# DOCUMENT TEXT
"""
2011–2012 PBA Philippine Cup finals
| Team | Coach | Wins |
| (2) Talk 'N Text | Chot Reyes | 4 |
| (8) Powerade | Bo Perasol | 1 |
- Dates: January 20–29, 2012
- MVP: Larry Fonacier (Talk 'N Text)
- Television: AKTV on IBC
- Announcers: See broadcast notes
- Radio network: DZSR

Referees
- Game 1:: R. Maurillo, J. Mariano, S. Pineda
- Game 2:: J. Mariano, S. Pineda, E. Aquino
- Game 3:: N. Quilinguen, P. Balao, E. Aquino
- Game 4:: S. Pineda, R. Maurillo, J. Mariano
- Game 5:: N. Quilinguen, P. Balao, R. Maurillo

PBA Philippine Cup finals chronology
- < 2010–11 2012–13 >

PBA finals chronology
- < 2011 Governors' 2012 Commissioner's >

= 2011–12 PBA Philippine Cup finals =

Basketball cup finals

The 2011–12 PBA Philippine Cup finals was the best-of-7 championship series of the 2011–12 PBA Philippine Cup, and the conclusion of the conference's playoffs. The Talk 'N Text Tropang Texters and the Powerade Tigers competed for the 104th championship contested by the league. The series was held from January 20 to 29, 2012.

This was the first time that Talk 'N Text and Powerade faced each other in the finals, since the 2003 PBA All-Filipino Cup, in which Talk 'N Text won the series in six games.

Talk 'N Text won the championship series, four games to one, becoming the third team, and first since 1985, to successfully defend the All-Filipino crown.

==Background==

===Road to the finals===

| Talk 'N Text |  | Powerade |  |
|---|---|---|---|
| Finished 10–4 (0.714): Tied for 1st* | Elimination round |  | Finished 6–8 (0.429): Tied for 7th* |
| −8 | *Tiebreaker |  | −35 |
| Def. Barako Bull, 81–79 | Quarterfinals |  | Def. B-Meg, 97–88, 131–123 |
| Def. Petron Blaze, 4–3 | Semifinals |  | Def. Rain or Shine, 4–3 |

Talk 'N Text finished the elimination round tied with the B-Meg Llamados for first place. Since Talk 'N Text has an inferior quotient against B-Meg, the team got the #2 seed but still got the twice-to-beat advantage entering the quarterfinals. They defeated the 7th seeded Barako Bull Energy in one game in order to advance to the semifinals, where they faced the Petron Blaze Boosters, the team that they faced during the 2011 PBA Governors Cup finals and denied them their opportunity for a Grand Slam. Talk 'N Text defeated Petron Blaze in seven games, becoming the third team to win a best-of-seven playoff series coming from a 1–3 deficit.
"""
# COMPLETE THE FOLLOWING
**a)** According to the article on the 2011–12 PBA Philippine Cup finals, who was named MVP of the series?
**b)** Pick up the article on the 2011–12 PBA Philippine Cup finals after its final sentence and keep writing.

Point labeling dataset excerpts
"""
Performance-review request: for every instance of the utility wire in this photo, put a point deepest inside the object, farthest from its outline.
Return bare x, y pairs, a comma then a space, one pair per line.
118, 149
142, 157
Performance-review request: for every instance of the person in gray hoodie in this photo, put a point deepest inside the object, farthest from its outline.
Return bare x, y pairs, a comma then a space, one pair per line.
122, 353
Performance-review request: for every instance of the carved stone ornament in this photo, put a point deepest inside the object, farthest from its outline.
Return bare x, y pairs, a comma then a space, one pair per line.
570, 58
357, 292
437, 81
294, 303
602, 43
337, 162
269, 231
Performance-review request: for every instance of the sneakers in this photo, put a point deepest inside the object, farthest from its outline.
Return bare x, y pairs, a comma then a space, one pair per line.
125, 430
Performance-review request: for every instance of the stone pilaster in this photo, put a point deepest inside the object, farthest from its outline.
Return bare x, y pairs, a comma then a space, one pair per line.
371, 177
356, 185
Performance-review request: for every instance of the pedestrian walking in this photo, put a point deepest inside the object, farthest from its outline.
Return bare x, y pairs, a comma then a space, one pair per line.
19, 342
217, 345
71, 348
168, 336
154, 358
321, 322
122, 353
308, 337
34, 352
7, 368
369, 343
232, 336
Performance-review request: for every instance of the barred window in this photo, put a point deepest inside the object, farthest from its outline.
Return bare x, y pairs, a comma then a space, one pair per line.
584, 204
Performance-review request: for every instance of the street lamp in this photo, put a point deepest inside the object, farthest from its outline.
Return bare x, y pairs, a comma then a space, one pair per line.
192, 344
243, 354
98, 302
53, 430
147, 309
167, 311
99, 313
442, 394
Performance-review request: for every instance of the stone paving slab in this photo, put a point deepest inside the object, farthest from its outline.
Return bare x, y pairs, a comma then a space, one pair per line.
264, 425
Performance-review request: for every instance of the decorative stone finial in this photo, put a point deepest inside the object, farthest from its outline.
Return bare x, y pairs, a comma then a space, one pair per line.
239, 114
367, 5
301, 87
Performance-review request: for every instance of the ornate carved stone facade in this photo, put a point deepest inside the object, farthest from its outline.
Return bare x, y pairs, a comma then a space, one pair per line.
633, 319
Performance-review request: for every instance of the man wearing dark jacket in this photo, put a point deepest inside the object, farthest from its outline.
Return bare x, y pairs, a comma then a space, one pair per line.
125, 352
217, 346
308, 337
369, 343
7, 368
"""
# EXERCISE ANSWERS
**a)** Larry Fonacier of Talk 'N Text.

**b)**
Powerade on the other hand was seeded eight (due to an inferior quotient against Barako Bull), with a twice-to-beat disadvantage going to the quarterfinals. They defeated the first seeded B-Meg Llamados in two games to advance to the semifinals. In the next round, they faced the fifth-seeded Rain or Shine Elasto Painters. Powerade won in seven games, making them the first team in PBA history to become the lowest seeded team to advance to the finals.

==Series summary==
| Team | Game 1 | Game 2 | Game 3 | Game 4 | Game 5 | Wins |
| Talk 'N Text | 116 | 102 | 133 | 97 | 110 | 4 |
| Powerade | 100 | 96 | 126 | 100 | 101 | 1 |
| Venue | Digos | Araneta | Araneta | Araneta | Araneta | |

===Game 1===

In the first game, which is held at Digos, Davao del Sur, Talk 'N Text capitalized on the absence of Powerade's top pick rookie JV Casio, due to an injured knee, and limiting Gary David to only 19 points (his lowest scoring output in the playoffs) to get the first win of the series. The Tropang Texters led Powerade by as much as 20 points mostly in the second half.

===Game 2===

Talk 'N Text was in control most of the game and was leading Powerade by 12 points going into the fourth quarter. The Tigers, led by Doug Kramer sparked a 13–2 run, which pushed Powerade to within one point, 94–93 with 2:54 remaining in the game. After executing empty possessions, Larry Fonacier was able to score a layup from a broken play that gave the Tropang Texters with 2:08 remaining. Jimmy Alapag sealed any chance for a Powerade comeback with a 28-foot three point jumper.

===Game 3===

With 3.3 seconds left in the game, and leading the game 121–118, Talk 'N Text had the possession and a chance to close the game. Ranidel de Ocampo miscalculated the lead pass to teammate Larry Fonacier, who was heavily defended by Gary David. JV Casio was able to pick up the loose ball then sank a three-point shot to send the game into overtime. During the overtime period, De Ocampo was able to make up his mistake in regulation, scoring the crucial shots in overtime, sealing the game and a commanding 3–0 lead in the finals series.

Earlier in the game, De Ocampo was slapped with a flagrant foul (penalty 1) after he swung an elbow to Sean Anthony after securing a rebound. Anthony's eyebrow needed 10 stitches to stop the bloody gash. De Ocampo was fined P20,000 by the commissioner's office after the incident.

===Game 4===

Before Game 4 started, Powerade's Gary David was named Best Player of the Conference after receiving 1268 value points against his closest contender Arwind Santos with 1159.

Scoring with a game-high 35 points, Gary David led Powerade to its first win in the series, amid costly miscues at the last minutes of the game, preventing a potential Talk 'N Text sweep.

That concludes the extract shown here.